No que diz respeito ao preço, Caballero enfatiza a necessidade de adequação às expectativas da indústria, desde o valor do ingresso até os produtos licenciados e cotas de transmissão. “A praça, representada pelo estádio, arena ou local do matchday, deve atender às necessidades do público em termos de acesso, conforto, localização, acessibilidade, segurança, alimentação, interatividade, bem como a possibilidade e/ou existência de eventos, ações ou opções ao redor do jogo. Por fim, as estratégias de promoção dos jogos, como publicidade, promoção de vendas e marketing digital, desempenham um papel crucial na maximização do impacto e do envolvimento do público”, explica.
Sobre o impacto do patrocínio no marketing dos clubes de futebol, o pesquisador, comentou que “o patrocínio, premiação, venda de direitos de transmissão e outras fontes de receita são vitais para os clubes de futebol”. Destacando a importância do planejamento a longo prazo através do patrocínio, ele enfatiza “a necessidade de os clubes cumprirem seus compromissos contratuais, desde a captação até a renovação. Além disso, observa-se o crescente interesse das empresas no esporte, buscando formas não invasivas de promoção e co-branding alinhado aos valores do clube e do esporte”.
Para exemplificar mais sobre os três clubes brasileiros que estamos analisando Flamengo, Palmeiras e Corinthians, respectivamente, tiveram as maiores folhas salariais entre as equipes de futebol profissional masculino, no ano de 2022. O Rubro-Negro carioca gasta anualmente com seus jogadores cerca de R$ 469 milhões. Em seguida, o Verdão com R$387 milhões e o Alvinegro paulista com R$309 milhões, completam o top 3 no Brasil, segundo dados dos balanços financeiros dos clubes.

## Tarefas
1. Organize todas as linhas da listagem abaixo como uma lista JSON de strings, com uma string para cada linha. Deixe de fora as linhas em branco.
2. Retome o trecho acima sobre o marketing dos clubes de futebol e continue escrevendo a partir da última frase dele.

## Listagem
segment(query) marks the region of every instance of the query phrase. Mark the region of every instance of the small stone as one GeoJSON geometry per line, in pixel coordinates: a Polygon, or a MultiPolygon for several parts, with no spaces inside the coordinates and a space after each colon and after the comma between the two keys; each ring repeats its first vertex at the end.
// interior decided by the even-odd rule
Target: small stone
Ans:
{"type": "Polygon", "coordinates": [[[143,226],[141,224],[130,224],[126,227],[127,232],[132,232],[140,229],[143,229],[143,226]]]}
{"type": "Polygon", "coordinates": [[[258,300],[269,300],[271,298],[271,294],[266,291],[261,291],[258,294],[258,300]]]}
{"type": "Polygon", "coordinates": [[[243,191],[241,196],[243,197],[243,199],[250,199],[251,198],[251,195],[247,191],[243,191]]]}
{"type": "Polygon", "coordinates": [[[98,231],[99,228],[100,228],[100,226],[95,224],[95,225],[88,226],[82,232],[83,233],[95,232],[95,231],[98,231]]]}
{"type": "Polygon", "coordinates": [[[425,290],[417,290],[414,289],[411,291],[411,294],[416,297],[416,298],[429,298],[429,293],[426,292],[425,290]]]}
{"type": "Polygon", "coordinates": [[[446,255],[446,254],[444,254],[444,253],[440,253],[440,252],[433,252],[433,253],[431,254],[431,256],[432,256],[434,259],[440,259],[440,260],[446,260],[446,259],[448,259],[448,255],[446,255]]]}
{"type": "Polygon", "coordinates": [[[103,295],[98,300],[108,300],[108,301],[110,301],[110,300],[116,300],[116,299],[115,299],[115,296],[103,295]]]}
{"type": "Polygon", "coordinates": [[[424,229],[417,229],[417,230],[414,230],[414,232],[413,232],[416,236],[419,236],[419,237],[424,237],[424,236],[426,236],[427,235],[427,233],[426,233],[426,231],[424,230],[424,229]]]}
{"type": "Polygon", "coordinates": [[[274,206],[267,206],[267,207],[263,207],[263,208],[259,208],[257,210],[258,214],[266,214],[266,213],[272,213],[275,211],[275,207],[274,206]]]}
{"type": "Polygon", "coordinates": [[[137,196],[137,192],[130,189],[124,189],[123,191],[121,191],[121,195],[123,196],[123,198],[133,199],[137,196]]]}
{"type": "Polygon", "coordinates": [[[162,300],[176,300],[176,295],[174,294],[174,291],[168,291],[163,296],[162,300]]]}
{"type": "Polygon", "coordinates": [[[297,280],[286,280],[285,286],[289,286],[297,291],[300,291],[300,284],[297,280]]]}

## Respostas por tarefa
1.
[
  "segment(query) marks the region of every instance of the query phrase. Mark the region of every instance of the small stone as one GeoJSON geometry per line, in pixel coordinates: a Polygon, or a MultiPolygon for several parts, with no spaces inside the coordinates and a space after each colon and after the comma between the two keys; each ring repeats its first vertex at the end.",
  "// interior decided by the even-odd rule",
  "Target: small stone",
  "Ans:",
  "{\"type\": \"Polygon\", \"coordinates\": [[[143,226],[141,224],[130,224],[126,227],[127,232],[132,232],[140,229],[143,229],[143,226]]]}",
  "{\"type\": \"Polygon\", \"coordinates\": [[[258,300],[269,300],[271,298],[271,294],[266,291],[261,291],[258,294],[258,300]]]}",
  "{\"type\": \"Polygon\", \"coordinates\": [[[243,191],[241,196],[243,197],[243,199],[250,199],[251,198],[251,195],[247,191],[243,191]]]}",
  "{\"type\": \"Polygon\", \"coordinates\": [[[98,231],[99,228],[100,228],[100,226],[95,224],[95,225],[88,226],[82,232],[83,233],[95,232],[95,231],[98,231]]]}",
  "{\"type\": \"Polygon\", \"coordinates\": [[[425,290],[417,290],[414,289],[411,291],[411,294],[416,297],[416,298],[429,298],[429,293],[426,292],[425,290]]]}",
  "{\"type\": \"Polygon\", \"coordinates\": [[[446,255],[446,254],[444,254],[444,253],[440,253],[440,252],[433,252],[433,253],[431,254],[431,256],[432,256],[434,259],[440,259],[440,260],[446,260],[446,259],[448,259],[448,255],[446,255]]]}",
  "{\"type\": \"Polygon\", \"coordinates\": [[[103,295],[98,300],[108,300],[108,301],[110,301],[110,300],[116,300],[116,299],[115,299],[115,296],[103,295]]]}",
  "{\"type\": \"Polygon\", \"coordinates\": [[[424,229],[417,229],[417,230],[414,230],[414,232],[413,232],[416,236],[419,236],[419,237],[424,237],[424,236],[426,236],[427,235],[427,233],[426,233],[426,231],[424,230],[424,229]]]}",
  "{\"type\": \"Polygon\", \"coordinates\": [[[274,206],[267,206],[267,207],[263,207],[263,208],[259,208],[257,210],[258,214],[266,214],[266,213],[272,213],[275,211],[275,207],[274,206]]]}",
  "{\"type\": \"Polygon\", \"coordinates\": [[[137,196],[137,192],[130,189],[124,189],[123,191],[121,191],[121,195],[123,196],[123,198],[133,199],[137,196]]]}",
  "{\"type\": \"Polygon\", \"coordinates\": [[[162,300],[176,300],[176,295],[174,294],[174,291],[168,291],[163,296],[162,300]]]}",
  "{\"type\": \"Polygon\", \"coordinates\": [[[297,280],[286,280],[285,286],[289,286],[297,291],[300,291],[300,284],[297,280]]]}"
]

2.
Além disso, as três instituições somam juntos, R$2,7 bilhões em faturamento anual. O destaque fica por conta do Mengão, que é o primeiro clube na história do futebol brasileiro a alcançar a marca de R$1 bilhão de receita em um ano, em 2021 (repetindo o feito em 2022, e caminhando a passos largos para 2023).
Do outro lado, Boca Juniors, River Plate e Independiente, equipes com o maior número de torcedores na Argentina, de acordo com o censo realizado pelo canal esportivo TyC Sports, em 2022, arrecadaram juntas R$307,9 milhões no ano passado, segundo seus balanços financeiros.
As três equipes mais tradicionais da América Latina ocuparam o top 5 em 2022, quando o assunto é maiores salários entre as equipes de futebol profissional da Argentina. Somando as três folhas salariais de Boca (US$28,1), River (US$27,9) e Independiente (US$14,9), se obtém um valor de US$71 milhões, o equivalente a R$348,5 milhões, segundo dados do site Capology.
Uma grande vitrine
O volume financeiro que envolve o universo do futebol se expande para outros segmentos quando se avaliam as possibilidades oferecidas pelo marketing esportivo. No mundo dos equipamentos esportivos, a Nike e a Adidas são concorrentes que disputam o protagonismo no setor. A icônica rivalidade entre a Seleção Brasileira (Nike) e a Seleção Argentina (Adidas) se destaca e conquista o coração dos torcedores. A Nike é a marca que mais investe na Seleção Brasileira, com um acordo anual na casa dos US$35,5 milhões (R$175,5 milhões). Já a Adidas investe aproximadamente US$30 milhões (R$145,9 milhões) por ano na Seleção Argentina.
A Adidas, consciente da importância dos títulos da Copa do Mundo, esteve ao lado de seis campeões do torneio desde que as marcas passaram a estampar as camisas das seleções. Por sua vez, a Nike se orgulha de dois títulos. Esta rivalidade alcançou seu ápice em quatro ocasiões na final da Copa do Mundo, com a Adidas saindo vitoriosa em 1998, 2010 e 2022, com a França, Espanha e Argentina respectivamente, enquanto a Nike brilhou em 2002, quando o Brasil conquistou o título.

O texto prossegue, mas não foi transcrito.